I want to see how similar a bunch of test questions (written in Turkish) are in terms of what they’re really testing, regardless of the situations or examples they use. It might sound a bit like checking how similar the sentences are, but it’s actually quite different. For example, these next questions should be seen as very similar or the same, even though the words in the sentences aren’t very much alike:
Question 1: You are given two balls, one made of rubber and one made of steel. You drop them simultaneously from the same height. Which one will hit the ground first, and why?
Question 2: In an experiment, you have two identical balls, one made of plastic and one made of glass. You release both at the same time from the identical height. Which ball will reach the ground first, and what physical principle explains the outcome?
So, I want to measure the similarity in terms of the similarity of the very specific skill measured by the questions. Is this possible?
It is possible the LLM in conjunction with access to a computing environment will be able to perform this task exceptionally well, but I don’t think any degree of prompting the API will help the model get there on its own.
I have tried sentence-transformers and I am also investigating the github of OpenAI → openai/openai-cookbook/blob/main/text_comparison_examples.md
I thought of summarizing/refining the questions to be able to keep the essence of the question while removing the parts forming the specific example. I guess I may benefit from fine-tuning for this case.

*Available data*.
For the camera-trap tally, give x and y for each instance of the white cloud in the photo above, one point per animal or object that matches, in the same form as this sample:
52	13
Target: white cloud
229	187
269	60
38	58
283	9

*Things to do*.
(A) According to the forum post on question similarity, why does the writer consider summarizing or refining the test questions? Answer in one to three sentences.
(B) In the forum post on question similarity, in what language are the test questions written?

*Responses by item number*.
(A) The writer considers summarizing or refining the questions so that the essence of each question is kept while the parts forming the specific example are removed. This fits the goal of measuring similarity by the specific skill a question tests rather than by the situations or examples it uses.

(B) They are written in Turkish.